▸ Problem details
Each record that follows should be reproduced in full, character for character.

▸ Items from a dataset
━━━━

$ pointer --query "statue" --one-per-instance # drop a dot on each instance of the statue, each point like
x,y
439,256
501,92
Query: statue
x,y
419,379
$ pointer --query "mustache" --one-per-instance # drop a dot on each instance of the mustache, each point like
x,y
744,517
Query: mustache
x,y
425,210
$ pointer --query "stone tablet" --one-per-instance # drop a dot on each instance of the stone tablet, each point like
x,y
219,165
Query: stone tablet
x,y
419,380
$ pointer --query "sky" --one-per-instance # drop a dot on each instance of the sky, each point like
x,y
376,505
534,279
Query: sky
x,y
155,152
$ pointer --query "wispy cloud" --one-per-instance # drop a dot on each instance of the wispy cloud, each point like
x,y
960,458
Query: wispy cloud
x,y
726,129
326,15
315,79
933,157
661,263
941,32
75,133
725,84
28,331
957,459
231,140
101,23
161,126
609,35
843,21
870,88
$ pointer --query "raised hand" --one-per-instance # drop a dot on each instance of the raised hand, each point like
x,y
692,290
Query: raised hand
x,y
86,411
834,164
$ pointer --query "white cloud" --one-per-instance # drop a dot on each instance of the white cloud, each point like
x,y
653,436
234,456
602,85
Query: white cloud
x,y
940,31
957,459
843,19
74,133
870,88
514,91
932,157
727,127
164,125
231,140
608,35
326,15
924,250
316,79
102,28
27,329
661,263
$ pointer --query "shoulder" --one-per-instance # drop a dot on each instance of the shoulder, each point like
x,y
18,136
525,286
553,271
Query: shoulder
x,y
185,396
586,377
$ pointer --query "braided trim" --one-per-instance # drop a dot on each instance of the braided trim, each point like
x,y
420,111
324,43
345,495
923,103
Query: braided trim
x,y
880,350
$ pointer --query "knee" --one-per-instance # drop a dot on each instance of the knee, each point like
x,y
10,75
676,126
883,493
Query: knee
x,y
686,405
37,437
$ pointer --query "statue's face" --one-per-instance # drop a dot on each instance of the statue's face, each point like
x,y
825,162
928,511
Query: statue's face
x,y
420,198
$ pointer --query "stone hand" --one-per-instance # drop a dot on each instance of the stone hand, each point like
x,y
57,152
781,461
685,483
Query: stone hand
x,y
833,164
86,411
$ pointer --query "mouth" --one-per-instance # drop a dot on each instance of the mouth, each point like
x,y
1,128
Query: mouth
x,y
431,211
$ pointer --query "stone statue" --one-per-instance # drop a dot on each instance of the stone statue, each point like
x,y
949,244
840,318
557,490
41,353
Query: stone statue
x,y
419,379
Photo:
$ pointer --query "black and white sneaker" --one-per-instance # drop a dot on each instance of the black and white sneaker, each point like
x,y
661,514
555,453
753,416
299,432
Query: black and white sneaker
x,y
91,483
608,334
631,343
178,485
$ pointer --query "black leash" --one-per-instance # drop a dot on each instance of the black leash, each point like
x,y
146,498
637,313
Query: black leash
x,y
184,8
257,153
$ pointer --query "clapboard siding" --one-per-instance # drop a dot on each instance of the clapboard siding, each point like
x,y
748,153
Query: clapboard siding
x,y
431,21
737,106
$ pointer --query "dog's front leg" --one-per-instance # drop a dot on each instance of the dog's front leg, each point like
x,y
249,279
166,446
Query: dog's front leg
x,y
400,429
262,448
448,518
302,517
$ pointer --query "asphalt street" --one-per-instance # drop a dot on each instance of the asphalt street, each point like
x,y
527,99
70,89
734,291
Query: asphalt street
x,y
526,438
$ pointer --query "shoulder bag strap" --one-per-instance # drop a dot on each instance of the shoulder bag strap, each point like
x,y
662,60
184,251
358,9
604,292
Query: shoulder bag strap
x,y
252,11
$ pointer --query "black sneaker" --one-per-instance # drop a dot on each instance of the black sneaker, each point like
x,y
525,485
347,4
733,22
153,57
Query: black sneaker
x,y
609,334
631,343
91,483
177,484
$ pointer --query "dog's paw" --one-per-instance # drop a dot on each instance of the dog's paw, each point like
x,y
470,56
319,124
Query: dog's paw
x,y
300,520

━━━━

▸ Response area
$ pointer --query "statue" --one-per-instance # drop a dot on each instance of the statue, each point like
x,y
439,256
501,92
Query: statue
x,y
419,379
$ pointer --query "mustache" --one-per-instance # drop a dot on each instance of the mustache, each point like
x,y
744,517
Query: mustache
x,y
425,210
$ pointer --query "stone tablet" --one-per-instance # drop a dot on each instance of the stone tablet, each point like
x,y
219,165
Query: stone tablet
x,y
419,380
$ pointer --query "sky" --one-per-instance # drop a dot on each instance of the sky, each point like
x,y
376,505
534,279
Query: sky
x,y
155,152
$ pointer --query "wispy cloud" --one-per-instance # drop a dot on each instance of the wispy cloud, each point like
x,y
960,458
Query: wispy cloud
x,y
726,129
326,15
315,79
933,157
661,263
941,32
75,133
725,84
28,331
957,459
231,140
101,23
161,126
609,35
843,21
870,88
$ pointer --query "raised hand" --one-per-instance # drop a dot on each instance of the raised hand, each point like
x,y
692,290
Query: raised hand
x,y
86,411
834,164
$ pointer --query "white cloud" --one-per-instance # drop a dot on each instance of the white cloud, each point like
x,y
653,436
234,456
602,85
Query: white cloud
x,y
940,31
957,459
843,19
74,133
870,88
514,91
932,157
727,127
164,125
231,140
608,35
326,15
924,250
316,79
102,28
27,329
661,263
$ pointer --query "shoulder" --one-per-instance # drop a dot on each instance of the shoulder, each point like
x,y
18,136
525,286
553,271
Query: shoulder
x,y
185,396
586,377
$ pointer --query "braided trim" --one-per-instance # drop a dot on each instance of the braided trim, each point like
x,y
420,111
324,43
345,495
923,103
Query: braided trim
x,y
880,350
$ pointer --query "knee" --one-per-instance # drop a dot on each instance of the knee, each point like
x,y
10,75
676,126
883,493
Query: knee
x,y
686,405
37,437
$ pointer --query "statue's face" --one-per-instance # drop a dot on each instance of the statue's face, each point like
x,y
825,162
928,511
Query: statue's face
x,y
420,198
$ pointer --query "stone hand" --one-per-instance # drop a dot on each instance of the stone hand, each point like
x,y
57,152
781,461
685,483
Query: stone hand
x,y
833,164
86,411
$ pointer --query "mouth" --one-per-instance # drop a dot on each instance of the mouth, each point like
x,y
1,128
Query: mouth
x,y
431,211
$ pointer --query "stone statue" --one-per-instance # drop a dot on each instance of the stone statue, each point like
x,y
949,244
840,318
557,490
41,353
Query: stone statue
x,y
419,379
Photo:
$ pointer --query "black and white sneaker" --one-per-instance # drop a dot on each instance of the black and white sneaker, each point like
x,y
661,514
555,453
753,416
299,432
Query: black and white sneaker
x,y
91,483
608,334
631,343
178,485
$ pointer --query "black leash" --one-per-instance # drop a dot on each instance of the black leash, each point like
x,y
146,498
637,313
Query: black leash
x,y
184,8
257,153
$ pointer --query "clapboard siding" --one-per-instance # drop a dot on each instance of the clapboard siding, each point like
x,y
748,153
Query: clapboard siding
x,y
431,21
737,106
$ pointer --query "dog's front leg" --one-per-instance # drop a dot on each instance of the dog's front leg, each point like
x,y
249,279
166,446
Query: dog's front leg
x,y
400,429
262,448
448,518
302,517
$ pointer --query "asphalt street" --one-per-instance # drop a dot on each instance of the asphalt street, each point like
x,y
527,99
70,89
734,291
Query: asphalt street
x,y
526,438
$ pointer --query "shoulder bag strap" --one-per-instance # drop a dot on each instance of the shoulder bag strap, each point like
x,y
662,60
184,251
358,9
604,292
Query: shoulder bag strap
x,y
252,11
$ pointer --query "black sneaker" --one-per-instance # drop a dot on each instance of the black sneaker, each point like
x,y
525,485
347,4
733,22
153,57
Query: black sneaker
x,y
609,334
631,343
91,483
177,484
$ pointer --query "dog's paw" --one-per-instance # drop a dot on each instance of the dog's paw, each point like
x,y
470,56
319,124
Query: dog's paw
x,y
300,520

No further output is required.